Collected data entries:
####################

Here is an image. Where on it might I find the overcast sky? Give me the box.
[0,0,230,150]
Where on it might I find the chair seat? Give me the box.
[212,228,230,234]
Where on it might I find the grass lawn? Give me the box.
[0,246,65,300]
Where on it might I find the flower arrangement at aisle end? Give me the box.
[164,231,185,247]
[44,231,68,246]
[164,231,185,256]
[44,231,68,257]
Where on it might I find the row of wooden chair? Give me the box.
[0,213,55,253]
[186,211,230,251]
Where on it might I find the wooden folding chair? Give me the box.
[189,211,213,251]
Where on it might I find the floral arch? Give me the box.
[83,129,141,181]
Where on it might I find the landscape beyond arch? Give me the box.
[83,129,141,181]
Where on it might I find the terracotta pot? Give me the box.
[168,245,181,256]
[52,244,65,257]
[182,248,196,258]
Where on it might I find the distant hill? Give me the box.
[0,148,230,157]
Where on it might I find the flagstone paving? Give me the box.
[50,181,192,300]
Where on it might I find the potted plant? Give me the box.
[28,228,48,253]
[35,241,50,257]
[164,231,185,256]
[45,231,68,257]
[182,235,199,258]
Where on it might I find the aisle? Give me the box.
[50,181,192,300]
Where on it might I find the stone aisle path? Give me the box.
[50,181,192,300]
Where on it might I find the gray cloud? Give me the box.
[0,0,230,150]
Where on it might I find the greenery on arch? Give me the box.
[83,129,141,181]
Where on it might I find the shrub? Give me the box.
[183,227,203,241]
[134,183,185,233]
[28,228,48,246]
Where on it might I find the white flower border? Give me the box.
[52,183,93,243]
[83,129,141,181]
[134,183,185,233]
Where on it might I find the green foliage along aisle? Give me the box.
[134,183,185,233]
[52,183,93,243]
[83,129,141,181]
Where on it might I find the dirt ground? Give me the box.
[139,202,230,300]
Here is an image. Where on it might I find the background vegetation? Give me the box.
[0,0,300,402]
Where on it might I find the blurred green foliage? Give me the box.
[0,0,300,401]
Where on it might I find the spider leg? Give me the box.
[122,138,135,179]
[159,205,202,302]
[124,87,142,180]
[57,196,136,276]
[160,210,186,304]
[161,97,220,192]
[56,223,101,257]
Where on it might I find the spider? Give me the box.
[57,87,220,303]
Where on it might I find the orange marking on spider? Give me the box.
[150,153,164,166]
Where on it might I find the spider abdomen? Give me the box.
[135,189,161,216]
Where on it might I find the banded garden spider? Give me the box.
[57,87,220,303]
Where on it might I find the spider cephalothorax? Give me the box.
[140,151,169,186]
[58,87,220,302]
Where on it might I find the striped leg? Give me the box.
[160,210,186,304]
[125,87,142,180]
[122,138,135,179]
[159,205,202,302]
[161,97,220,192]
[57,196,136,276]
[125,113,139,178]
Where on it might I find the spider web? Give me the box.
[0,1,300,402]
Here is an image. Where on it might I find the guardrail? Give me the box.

####################

Write out the records again from their start through the line containing "[182,248,196,258]", inclusive, keeping the requests unchanged. Add 78 to every bounding box coordinate in the answers.

Here is an image. Where on it might I find the overcast sky? Give me the box.
[78,78,308,228]
Where on it might I find the chair seat? Give me the box.
[290,306,308,312]
Where on it might I find the grass lawn? Give me the box.
[78,324,143,378]
Where on it might I find the flower arrangement at aisle end? Give me the box.
[242,309,263,325]
[122,309,146,324]
[242,309,263,334]
[122,309,146,335]
Where on it might I find the row of wooden chair? Give me the box.
[78,291,133,331]
[264,289,308,329]
Where on it might I find the wooden folding chair? Give me the box.
[267,289,291,329]
Where on it might I find the floral arch? Give me the box.
[161,207,219,259]
Where on it might I find the landscape beyond arch? Give me the box.
[161,207,219,259]
Where on it might I find the terracotta pot? Give me the box.
[246,323,259,334]
[130,322,143,335]
[260,326,274,336]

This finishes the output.